• _Exercise details_
According to the column about smoking below, when did the writer start smoking?

• _Reading passage_
Cumberland Times-News

May 4, 2014

Bad habits are hard to eliminate — but try

Maude McDaniel, Columnist
Cumberland Times-News

Somebody mentioned smoking on these pages recently, so I thought I'd put in my own two cents on the subject. I started smoking in college, during exam week. The problem was that I was too busy during the rest of the year ever to stop and study for my courses — at least that is what I told myself — because I worked almost every night on the college newspaper. So when exam time kicked in, I threw some all-nighters for study. And the best way to stay awake all night (especially if you don't regularly smoke) is to, well, smoke.

I admit, I had a little problem with throwing up the first few times but bodies are wonderful things. They adjust to a lot they shouldn't, and so every winter and every spring, at exam time, I smoked. (I'm not saying this was a good thing, but that's the way it was.) Luckily I didn't touch cigarettes the rest of the year, because I also sang in the college choir and the director (also my voice teacher) would have killed me if he had caught me smoking. So for years, I smoked at night, twice a year for about a week altogether and enjoyed it very much, thank you. (My exam grades were another matter, however.) After college, I didn't touch cigarettes until after I had three babies. (Not all at the same time.) That was when life got so hectic that the best relaxation I could find was to sit down in the kitchen every couple hours with a cigarette and a cup of coffee, ignoring the screaming habitat.

• _Entries supplied_

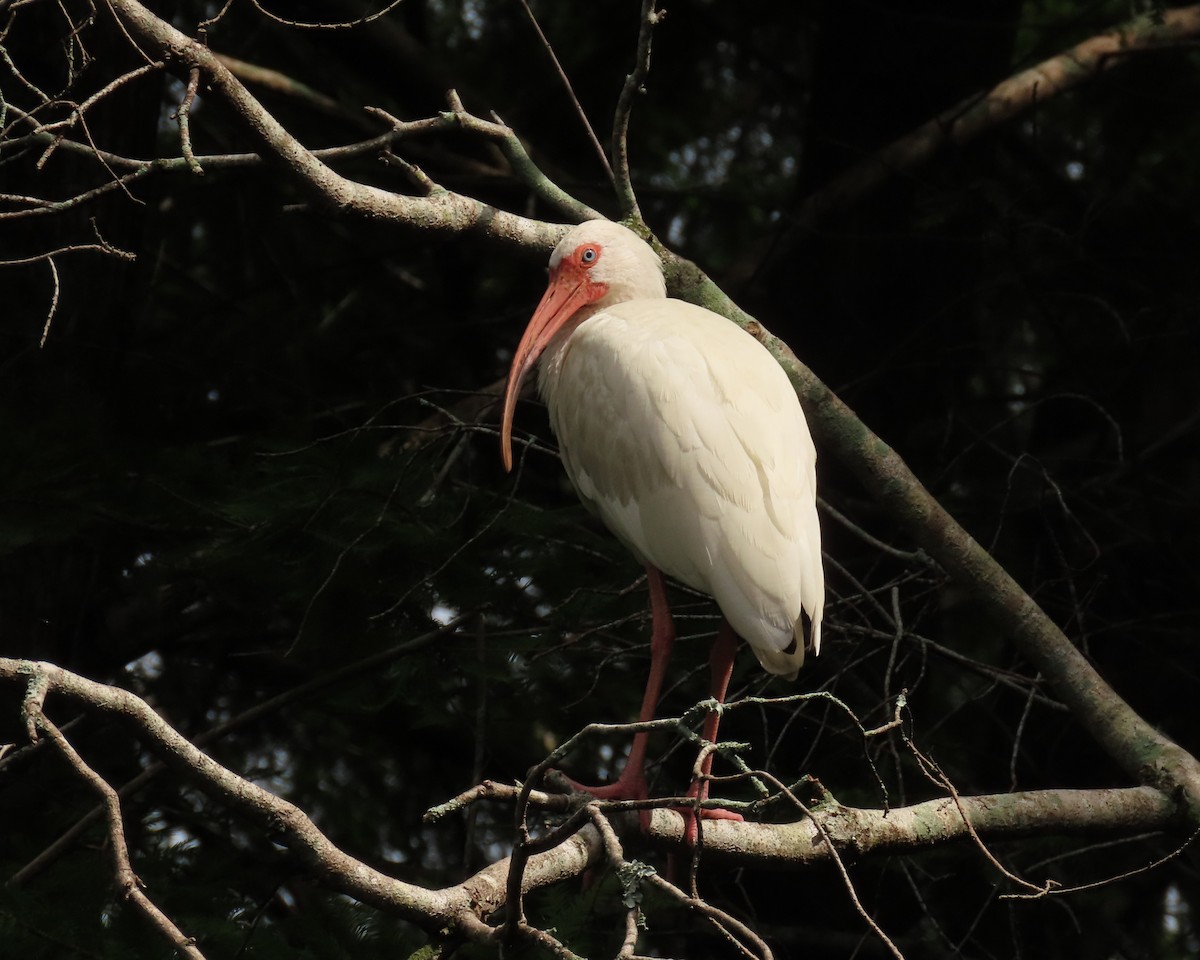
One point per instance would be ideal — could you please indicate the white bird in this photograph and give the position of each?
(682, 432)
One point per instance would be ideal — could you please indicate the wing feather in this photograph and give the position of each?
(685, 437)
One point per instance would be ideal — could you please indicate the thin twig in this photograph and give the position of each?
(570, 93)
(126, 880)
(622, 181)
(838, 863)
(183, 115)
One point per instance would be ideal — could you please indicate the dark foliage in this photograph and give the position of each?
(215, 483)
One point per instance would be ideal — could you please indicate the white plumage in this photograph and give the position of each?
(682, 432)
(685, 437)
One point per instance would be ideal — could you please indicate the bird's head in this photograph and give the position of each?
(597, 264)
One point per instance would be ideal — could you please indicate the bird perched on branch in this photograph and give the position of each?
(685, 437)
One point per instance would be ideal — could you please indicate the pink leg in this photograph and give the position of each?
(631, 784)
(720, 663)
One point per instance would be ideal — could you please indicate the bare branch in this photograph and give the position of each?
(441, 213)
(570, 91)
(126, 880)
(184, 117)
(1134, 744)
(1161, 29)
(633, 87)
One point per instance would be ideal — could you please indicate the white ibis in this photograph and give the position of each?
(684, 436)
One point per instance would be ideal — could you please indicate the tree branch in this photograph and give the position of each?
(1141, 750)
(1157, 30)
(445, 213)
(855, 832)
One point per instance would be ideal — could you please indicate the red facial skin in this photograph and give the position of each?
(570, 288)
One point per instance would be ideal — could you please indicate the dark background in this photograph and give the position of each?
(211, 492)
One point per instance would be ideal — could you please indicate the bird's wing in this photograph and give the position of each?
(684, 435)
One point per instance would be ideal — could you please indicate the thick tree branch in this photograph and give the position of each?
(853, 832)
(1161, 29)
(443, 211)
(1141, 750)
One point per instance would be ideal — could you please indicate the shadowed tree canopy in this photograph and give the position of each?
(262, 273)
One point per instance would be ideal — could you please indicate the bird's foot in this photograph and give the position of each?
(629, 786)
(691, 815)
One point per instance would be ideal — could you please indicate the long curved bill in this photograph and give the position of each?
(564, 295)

...

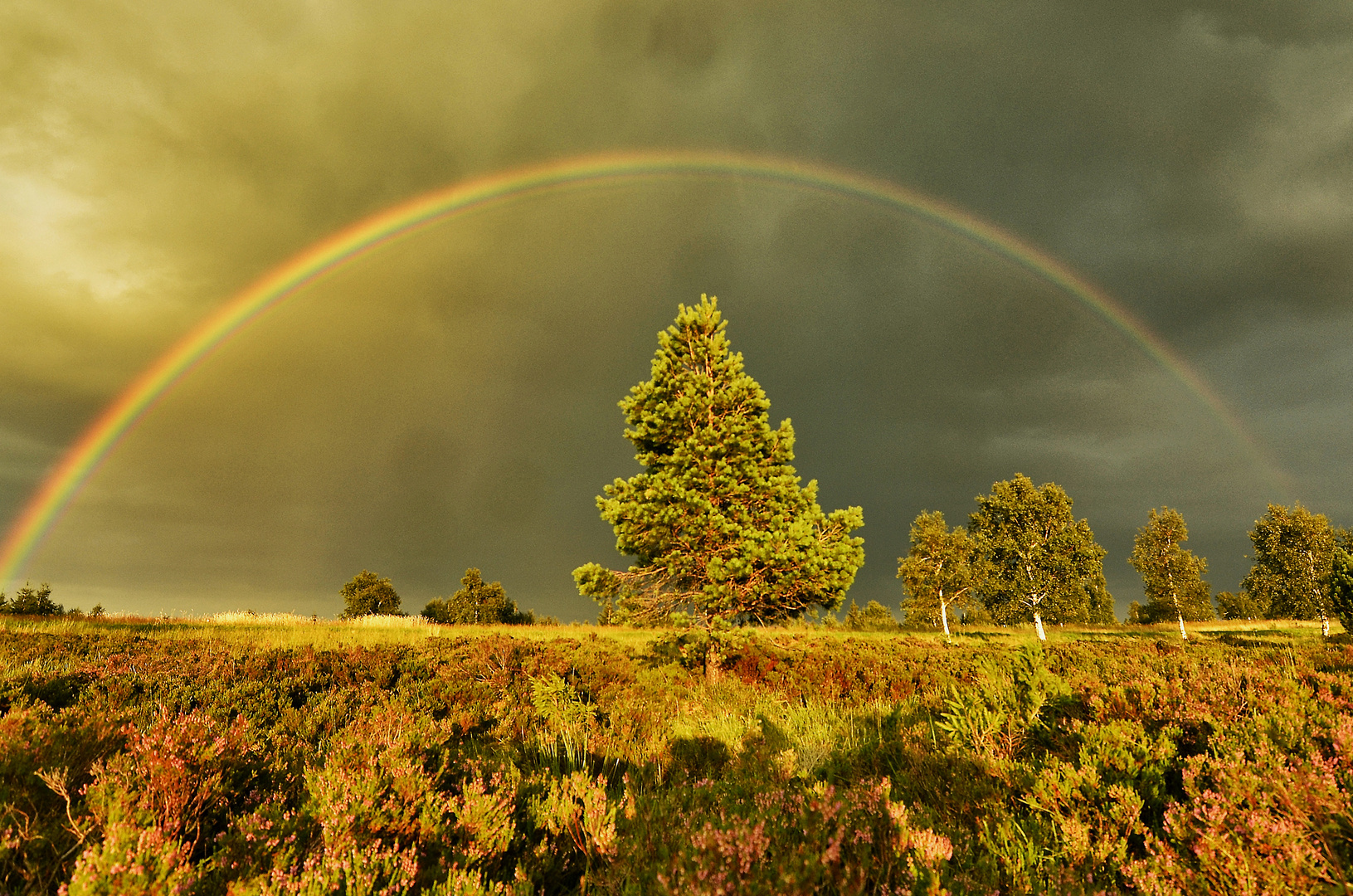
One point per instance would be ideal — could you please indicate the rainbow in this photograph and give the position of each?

• _Solved problem_
In college, during exam week.